--- WHAT IS EXPECTED ---
Report how many lines in the records below contain the string "headlight". Give only the number.

--- RAW RECORDS ---
- - - - - - -

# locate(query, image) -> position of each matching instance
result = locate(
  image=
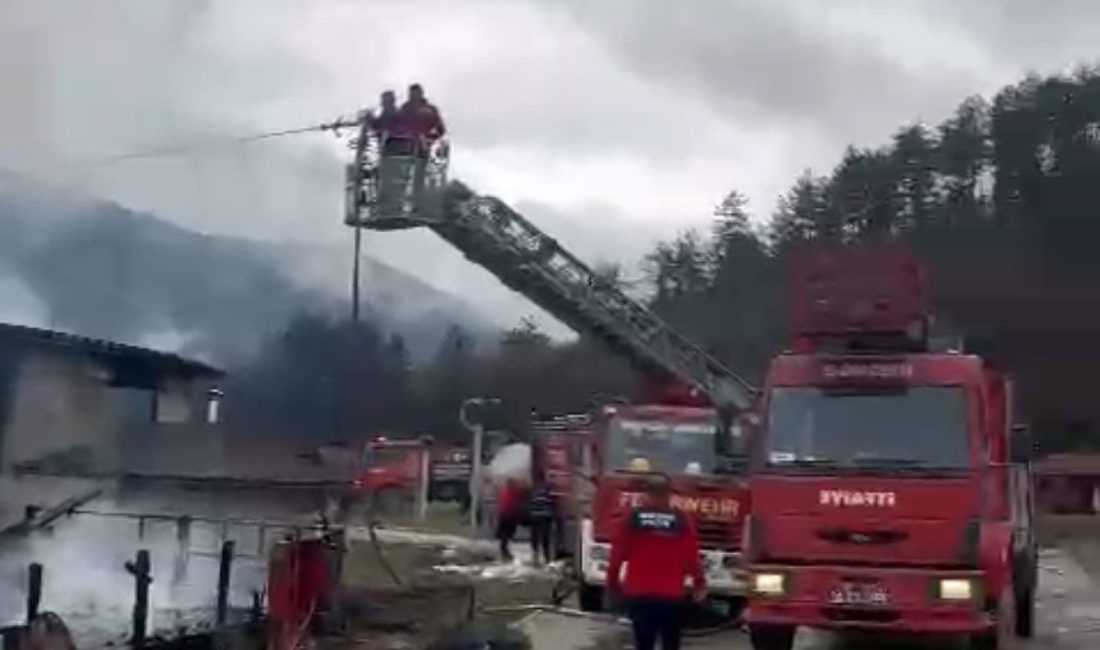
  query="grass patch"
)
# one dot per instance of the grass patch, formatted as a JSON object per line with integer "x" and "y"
{"x": 1055, "y": 529}
{"x": 443, "y": 517}
{"x": 1078, "y": 533}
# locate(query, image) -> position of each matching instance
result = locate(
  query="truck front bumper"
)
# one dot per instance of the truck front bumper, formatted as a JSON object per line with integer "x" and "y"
{"x": 724, "y": 575}
{"x": 909, "y": 601}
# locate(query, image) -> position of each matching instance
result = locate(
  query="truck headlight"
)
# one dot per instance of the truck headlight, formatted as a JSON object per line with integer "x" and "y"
{"x": 955, "y": 588}
{"x": 770, "y": 584}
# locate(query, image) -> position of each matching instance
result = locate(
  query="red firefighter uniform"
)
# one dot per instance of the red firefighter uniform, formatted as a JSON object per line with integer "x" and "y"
{"x": 660, "y": 549}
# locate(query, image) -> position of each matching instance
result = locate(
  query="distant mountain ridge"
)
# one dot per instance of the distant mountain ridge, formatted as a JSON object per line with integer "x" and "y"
{"x": 99, "y": 270}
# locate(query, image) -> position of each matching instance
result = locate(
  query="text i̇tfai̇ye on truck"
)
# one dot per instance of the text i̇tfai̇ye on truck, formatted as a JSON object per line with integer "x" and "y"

- - - - - - -

--- PROBLEM SOLUTION ---
2